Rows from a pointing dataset
________

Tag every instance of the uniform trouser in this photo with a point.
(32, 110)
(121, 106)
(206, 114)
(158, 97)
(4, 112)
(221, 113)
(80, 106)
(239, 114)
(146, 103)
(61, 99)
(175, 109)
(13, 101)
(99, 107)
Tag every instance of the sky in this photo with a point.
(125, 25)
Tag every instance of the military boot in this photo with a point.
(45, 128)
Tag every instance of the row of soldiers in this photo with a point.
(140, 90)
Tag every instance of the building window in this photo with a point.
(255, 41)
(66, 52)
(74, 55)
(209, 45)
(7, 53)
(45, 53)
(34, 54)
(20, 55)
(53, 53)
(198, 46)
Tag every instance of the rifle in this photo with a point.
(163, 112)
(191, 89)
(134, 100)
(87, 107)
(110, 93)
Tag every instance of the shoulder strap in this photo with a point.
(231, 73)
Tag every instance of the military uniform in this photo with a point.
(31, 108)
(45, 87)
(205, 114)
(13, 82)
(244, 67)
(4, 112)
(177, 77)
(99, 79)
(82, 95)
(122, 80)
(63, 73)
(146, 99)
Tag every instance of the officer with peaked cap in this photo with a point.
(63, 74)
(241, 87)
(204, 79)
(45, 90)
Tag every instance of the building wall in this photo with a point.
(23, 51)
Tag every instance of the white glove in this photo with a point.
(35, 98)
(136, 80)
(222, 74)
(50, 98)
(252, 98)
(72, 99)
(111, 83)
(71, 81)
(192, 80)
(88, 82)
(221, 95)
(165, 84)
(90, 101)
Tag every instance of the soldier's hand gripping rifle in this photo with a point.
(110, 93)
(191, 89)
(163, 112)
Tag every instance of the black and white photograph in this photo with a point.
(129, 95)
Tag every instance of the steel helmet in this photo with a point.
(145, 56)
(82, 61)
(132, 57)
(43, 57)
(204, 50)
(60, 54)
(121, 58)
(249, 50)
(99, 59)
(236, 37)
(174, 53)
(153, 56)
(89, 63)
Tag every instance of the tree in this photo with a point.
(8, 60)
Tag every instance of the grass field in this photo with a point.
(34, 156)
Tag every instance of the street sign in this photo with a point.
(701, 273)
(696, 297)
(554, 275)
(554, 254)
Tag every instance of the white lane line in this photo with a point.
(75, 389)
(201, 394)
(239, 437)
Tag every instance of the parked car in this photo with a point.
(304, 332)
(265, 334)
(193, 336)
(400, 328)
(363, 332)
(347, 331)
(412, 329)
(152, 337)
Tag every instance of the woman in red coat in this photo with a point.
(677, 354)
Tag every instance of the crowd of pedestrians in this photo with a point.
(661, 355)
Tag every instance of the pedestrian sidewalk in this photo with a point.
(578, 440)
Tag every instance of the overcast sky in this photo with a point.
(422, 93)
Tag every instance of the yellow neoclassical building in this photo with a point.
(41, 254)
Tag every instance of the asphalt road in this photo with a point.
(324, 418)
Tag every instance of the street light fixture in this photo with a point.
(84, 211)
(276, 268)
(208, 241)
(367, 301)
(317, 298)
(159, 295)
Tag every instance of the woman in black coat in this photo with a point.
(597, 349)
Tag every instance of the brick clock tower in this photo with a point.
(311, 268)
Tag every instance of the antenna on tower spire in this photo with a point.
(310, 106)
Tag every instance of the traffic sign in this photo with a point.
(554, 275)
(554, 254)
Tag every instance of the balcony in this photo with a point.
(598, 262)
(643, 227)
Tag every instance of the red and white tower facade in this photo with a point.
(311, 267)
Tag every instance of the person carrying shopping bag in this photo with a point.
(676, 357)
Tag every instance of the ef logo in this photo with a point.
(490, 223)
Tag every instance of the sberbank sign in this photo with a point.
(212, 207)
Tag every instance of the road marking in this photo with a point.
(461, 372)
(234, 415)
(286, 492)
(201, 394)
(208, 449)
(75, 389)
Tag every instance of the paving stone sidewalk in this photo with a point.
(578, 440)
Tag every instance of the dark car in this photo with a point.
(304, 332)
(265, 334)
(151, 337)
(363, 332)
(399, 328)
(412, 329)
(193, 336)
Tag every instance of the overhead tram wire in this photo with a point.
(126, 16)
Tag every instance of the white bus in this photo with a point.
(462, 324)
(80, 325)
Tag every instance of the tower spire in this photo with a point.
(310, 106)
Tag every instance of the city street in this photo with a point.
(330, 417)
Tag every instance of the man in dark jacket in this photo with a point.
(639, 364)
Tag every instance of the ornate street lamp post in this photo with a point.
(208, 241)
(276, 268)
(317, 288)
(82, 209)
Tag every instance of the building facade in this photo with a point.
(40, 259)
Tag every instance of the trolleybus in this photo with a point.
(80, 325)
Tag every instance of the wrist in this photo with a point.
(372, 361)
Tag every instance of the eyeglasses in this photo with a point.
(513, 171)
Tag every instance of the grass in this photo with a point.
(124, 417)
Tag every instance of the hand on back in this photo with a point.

________

Extract the full listing and reproduce each line exactly.

Tag every instance of the uniform trouser in this photo with a point.
(32, 110)
(121, 106)
(206, 114)
(158, 97)
(4, 112)
(221, 113)
(80, 106)
(239, 114)
(146, 103)
(61, 99)
(175, 109)
(13, 101)
(99, 107)
Tag every instance of the sky in this photo with a point.
(125, 25)
Tag every instance of the military boot in this photo with a point.
(45, 128)
Tag every instance of the row of soldiers in this photo with a point.
(140, 90)
Tag every instance of the building window in this photo with a point.
(255, 41)
(66, 52)
(74, 55)
(209, 45)
(7, 53)
(45, 53)
(34, 54)
(20, 55)
(53, 53)
(198, 46)
Tag every instance of the rifle in this photo with a point.
(163, 112)
(191, 89)
(134, 100)
(87, 107)
(110, 93)
Tag every instance of the shoulder strap in this photo with a point.
(231, 73)
Tag every instance of the military uniform in this photo with a point.
(31, 108)
(45, 87)
(205, 114)
(13, 82)
(244, 67)
(4, 112)
(177, 77)
(99, 79)
(82, 95)
(122, 80)
(63, 73)
(146, 99)
Tag every instance of the officer with peaked cap in this photo with a point.
(63, 74)
(241, 87)
(204, 79)
(45, 90)
Tag every instance of the building wall in this photo with a point.
(23, 51)
Tag every instance of the white glove in this photo with a point.
(35, 98)
(136, 80)
(222, 74)
(50, 98)
(252, 98)
(72, 99)
(111, 83)
(71, 81)
(192, 80)
(88, 82)
(221, 95)
(165, 84)
(90, 101)
Tag every instance of the soldier's hand gripping rifle in this photo with a point.
(110, 93)
(191, 89)
(163, 112)
Tag every instance of the black and white photograph in this photo with a point.
(129, 95)
Tag every instance of the steel helmet in this photo with a point.
(145, 56)
(82, 61)
(132, 57)
(43, 57)
(204, 50)
(60, 54)
(121, 58)
(249, 50)
(99, 59)
(236, 37)
(174, 53)
(153, 56)
(89, 63)
Tag every instance of the tree in this photo with a point.
(8, 60)
Tag every instance of the grass field in this photo with a point.
(34, 156)
Tag every instance of the street sign in this photo with a point.
(701, 273)
(696, 297)
(554, 275)
(554, 254)
Tag every instance of the white lane line in this photo with a point.
(75, 389)
(201, 394)
(239, 437)
Tag every instance of the parked car in this photo with a point.
(304, 332)
(265, 334)
(193, 336)
(400, 328)
(363, 332)
(347, 331)
(412, 329)
(152, 337)
Tag every instance of the woman in red coat in this photo with a point.
(677, 354)
Tag every instance of the crowd of pedestrians in this photo with a point.
(661, 355)
Tag every instance of the pedestrian sidewalk in this photo with a point.
(578, 440)
Tag every instance of the overcast sky in this photo with a point.
(422, 93)
Tag every instance of the yellow neoclassical building in this photo with a point.
(41, 254)
Tag every instance of the asphalt road in this photo with a point.
(324, 418)
Tag every instance of the street light fixture in this photo with a point.
(84, 211)
(276, 268)
(208, 241)
(367, 301)
(317, 298)
(159, 295)
Tag every instance of the woman in black coat in this photo with a point.
(597, 349)
Tag every instance of the brick clock tower in this photo with a point.
(311, 268)
Tag every instance of the antenna on tower spire in this photo with a point.
(310, 106)
Tag every instance of the traffic sign in this photo with a point.
(554, 275)
(554, 254)
Tag every instance of the balcony in this photo with a point.
(598, 262)
(643, 227)
Tag every instance of the red and white tower facade in this photo with a point.
(311, 267)
Tag every instance of the person carrying shopping bag in this photo with a point.
(676, 357)
Tag every instance of the ef logo in this photo with a point.
(490, 223)
Tag every instance of the sberbank sign in this photo with a point.
(212, 207)
Tag every instance of the road marking in this photo with a point.
(461, 372)
(234, 415)
(286, 492)
(201, 394)
(208, 449)
(75, 389)
Tag every instance of the paving stone sidewalk in this photo with a point.
(578, 440)
Tag every instance of the dark car in this photo with a point.
(304, 332)
(265, 334)
(151, 337)
(363, 332)
(399, 328)
(412, 329)
(193, 336)
Tag every instance of the overhead tram wire in this photo with a point.
(126, 16)
Tag every instance of the white bus in this photo with a point.
(462, 324)
(80, 325)
Tag every instance of the tower spire in this photo with a point.
(310, 106)
Tag every instance of the city street in this photo with a point.
(330, 417)
Tag every instance of the man in dark jacket in this photo with a point.
(639, 364)
Tag every instance of the ornate street lamp post in this photo with a point.
(208, 241)
(276, 268)
(317, 288)
(82, 209)
Tag every instance of the building facade in this photo with a point.
(40, 259)
Tag every instance of the trolleybus in this photo with a point.
(80, 325)
Tag every instance of the wrist in this photo with a point.
(372, 361)
Tag every instance of the eyeglasses in this photo with a point.
(513, 171)
Tag every instance of the grass in this photo with a point.
(124, 417)
Tag every instance of the hand on back in this photo with a point.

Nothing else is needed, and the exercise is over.